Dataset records
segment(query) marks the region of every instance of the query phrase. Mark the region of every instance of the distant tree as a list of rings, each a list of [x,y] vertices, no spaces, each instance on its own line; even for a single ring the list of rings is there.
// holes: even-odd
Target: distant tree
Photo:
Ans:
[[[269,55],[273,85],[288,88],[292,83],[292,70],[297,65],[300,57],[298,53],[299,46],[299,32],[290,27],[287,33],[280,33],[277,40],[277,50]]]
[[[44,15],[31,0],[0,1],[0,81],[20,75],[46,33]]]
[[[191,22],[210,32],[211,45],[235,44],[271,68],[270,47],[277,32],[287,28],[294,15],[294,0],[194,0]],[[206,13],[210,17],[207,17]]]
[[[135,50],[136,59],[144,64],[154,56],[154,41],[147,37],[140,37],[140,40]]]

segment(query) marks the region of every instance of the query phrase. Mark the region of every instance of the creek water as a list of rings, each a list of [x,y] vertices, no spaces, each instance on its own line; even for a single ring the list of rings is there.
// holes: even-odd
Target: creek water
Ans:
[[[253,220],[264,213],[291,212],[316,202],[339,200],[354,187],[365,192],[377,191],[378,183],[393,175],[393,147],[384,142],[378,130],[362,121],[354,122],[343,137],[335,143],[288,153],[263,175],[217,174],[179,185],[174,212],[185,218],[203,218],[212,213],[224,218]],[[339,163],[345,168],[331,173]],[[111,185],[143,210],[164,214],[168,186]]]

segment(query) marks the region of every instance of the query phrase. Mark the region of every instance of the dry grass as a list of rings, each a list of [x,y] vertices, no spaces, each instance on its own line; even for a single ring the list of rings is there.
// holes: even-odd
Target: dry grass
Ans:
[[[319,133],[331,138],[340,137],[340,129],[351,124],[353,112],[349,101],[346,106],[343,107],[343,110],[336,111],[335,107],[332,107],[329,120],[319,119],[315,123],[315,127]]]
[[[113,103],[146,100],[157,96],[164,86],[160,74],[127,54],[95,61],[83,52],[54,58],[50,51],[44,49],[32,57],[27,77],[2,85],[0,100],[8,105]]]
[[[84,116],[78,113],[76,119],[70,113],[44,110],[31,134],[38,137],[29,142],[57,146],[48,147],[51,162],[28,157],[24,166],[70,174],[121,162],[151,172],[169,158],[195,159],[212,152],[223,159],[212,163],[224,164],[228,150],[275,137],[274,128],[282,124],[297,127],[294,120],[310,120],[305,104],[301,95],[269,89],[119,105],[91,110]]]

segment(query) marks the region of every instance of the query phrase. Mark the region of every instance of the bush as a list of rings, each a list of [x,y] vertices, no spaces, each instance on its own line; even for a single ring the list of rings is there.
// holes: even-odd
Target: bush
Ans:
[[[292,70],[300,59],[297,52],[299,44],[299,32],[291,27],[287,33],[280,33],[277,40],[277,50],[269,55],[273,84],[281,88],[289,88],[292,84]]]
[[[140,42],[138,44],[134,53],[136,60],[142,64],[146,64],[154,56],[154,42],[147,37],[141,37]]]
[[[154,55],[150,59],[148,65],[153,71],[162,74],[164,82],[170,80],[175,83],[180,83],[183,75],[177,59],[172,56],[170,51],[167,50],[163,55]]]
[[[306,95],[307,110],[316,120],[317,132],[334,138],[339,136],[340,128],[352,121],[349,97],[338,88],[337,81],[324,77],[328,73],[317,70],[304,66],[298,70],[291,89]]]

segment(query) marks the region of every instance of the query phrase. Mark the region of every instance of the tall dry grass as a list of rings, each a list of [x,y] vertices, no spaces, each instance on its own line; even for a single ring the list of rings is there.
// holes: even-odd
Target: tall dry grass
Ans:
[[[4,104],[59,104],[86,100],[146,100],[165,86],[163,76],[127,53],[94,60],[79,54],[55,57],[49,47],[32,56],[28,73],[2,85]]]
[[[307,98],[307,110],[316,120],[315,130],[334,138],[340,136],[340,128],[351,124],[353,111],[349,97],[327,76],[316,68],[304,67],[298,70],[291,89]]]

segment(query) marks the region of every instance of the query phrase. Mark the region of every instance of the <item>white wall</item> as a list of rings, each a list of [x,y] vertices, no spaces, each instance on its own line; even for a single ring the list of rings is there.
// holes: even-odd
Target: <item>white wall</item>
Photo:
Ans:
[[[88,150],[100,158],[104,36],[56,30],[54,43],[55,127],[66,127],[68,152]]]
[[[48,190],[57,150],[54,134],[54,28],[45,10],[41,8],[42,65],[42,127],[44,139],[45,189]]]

The exercise: Copy all of the data above line for line, changing nothing.

Written solution:
segment(query) marks the region of every instance of the query phrase. Mark the region of every instance of the distant tree as a list of rings, each a list of [x,y] vertices, no spaces, each instance on its own line; even for a single ring the list of rings is there.
// holes: even-odd
Target: distant tree
Photo:
Ans:
[[[269,55],[273,85],[288,88],[292,83],[292,70],[297,65],[300,57],[298,53],[299,46],[299,32],[290,27],[287,33],[280,33],[277,40],[277,50]]]
[[[44,15],[31,0],[0,1],[0,81],[20,75],[46,33]]]
[[[191,22],[210,32],[211,45],[235,44],[271,68],[270,47],[277,32],[287,28],[294,15],[294,0],[194,0]],[[206,13],[210,17],[207,17]]]
[[[135,50],[136,59],[144,64],[154,56],[154,41],[147,37],[140,37],[140,40]]]

segment(query) marks the region of every instance of the query phrase. Mark the region of every instance of the creek water as a list of rings, each a list of [x,y] vertices, no spaces, each instance on its own line; even for a single ring the list of rings is there.
// holes: even-odd
Target: creek water
Ans:
[[[253,220],[264,213],[291,212],[316,202],[339,200],[354,187],[365,192],[377,191],[378,183],[393,175],[393,147],[384,142],[378,130],[362,121],[354,122],[343,137],[335,143],[288,153],[263,175],[217,174],[179,185],[174,212],[185,218],[203,218],[212,213],[224,218]],[[339,163],[345,168],[331,173]],[[111,185],[143,210],[164,214],[168,186]]]

segment(query) marks the region of every instance of the query phrase. Mark the region of every instance of the dry grass as a list of rings, each a list of [x,y] vertices, no spaces, each instance on its own line; even for a single ring the list of rings is there.
// holes: even-odd
Target: dry grass
Ans:
[[[319,133],[331,138],[340,137],[340,129],[351,124],[353,112],[349,101],[346,106],[343,107],[343,110],[336,111],[335,107],[332,107],[329,120],[319,119],[315,123],[315,127]]]
[[[113,103],[146,100],[157,96],[164,86],[160,74],[127,54],[95,61],[83,52],[54,58],[50,51],[44,49],[32,57],[27,77],[2,85],[0,100],[8,105]]]
[[[84,116],[78,113],[76,119],[70,113],[44,110],[31,134],[38,137],[29,142],[57,146],[48,147],[51,162],[28,157],[24,166],[70,174],[121,162],[151,172],[169,158],[195,159],[212,152],[223,159],[212,163],[224,164],[228,150],[275,137],[274,128],[282,124],[297,127],[294,120],[310,120],[305,104],[301,95],[269,89],[119,105],[91,110]]]

segment(query) marks the region of every instance of the query phrase. Mark the region of every instance of the bush as a list of rings, each a list of [x,y] vertices, no spaces, each instance on its own line; even for a single ring the list of rings is there.
// holes: even-odd
Target: bush
Ans:
[[[292,70],[300,59],[297,52],[299,44],[299,32],[291,27],[287,33],[280,33],[277,40],[277,50],[269,55],[273,84],[281,88],[289,88],[292,84]]]
[[[140,42],[138,44],[134,53],[136,60],[142,64],[146,64],[154,56],[154,42],[147,37],[141,37]]]
[[[154,55],[150,59],[148,65],[153,71],[162,74],[164,82],[170,80],[175,83],[180,83],[183,75],[177,59],[172,56],[170,51],[167,50],[163,55]]]
[[[306,95],[307,110],[316,120],[317,132],[334,138],[339,136],[340,128],[352,121],[349,97],[338,88],[337,81],[324,77],[328,73],[317,70],[304,66],[298,70],[291,89]]]

segment(query) marks the region of every instance of the query phrase. Mark the region of every instance of the tall dry grass as a list of rings, each a list of [x,y] vertices, no spaces, each instance on its own line; even for a single ring the list of rings is there.
// holes: even-odd
Target: tall dry grass
Ans:
[[[4,104],[59,104],[86,100],[146,100],[165,86],[163,76],[127,53],[94,60],[79,54],[55,57],[49,47],[32,56],[28,73],[2,85]]]
[[[307,98],[307,110],[316,120],[315,130],[334,138],[340,136],[340,128],[351,124],[353,111],[349,97],[327,76],[316,68],[304,67],[298,70],[291,89]]]

segment(query) marks the region of every instance of the query phrase. Mark the region of every instance of the <item>white wall</item> as a list of rings, each a list of [x,y] vertices, no spaces, each instance on its own line; even for a single ring the list of rings is there.
// holes: even-odd
Target: <item>white wall</item>
Photo:
Ans:
[[[88,150],[100,158],[104,36],[56,30],[54,43],[55,127],[66,127],[68,152]]]
[[[48,190],[57,150],[54,134],[54,28],[45,10],[41,8],[42,65],[42,127],[44,139],[45,189]]]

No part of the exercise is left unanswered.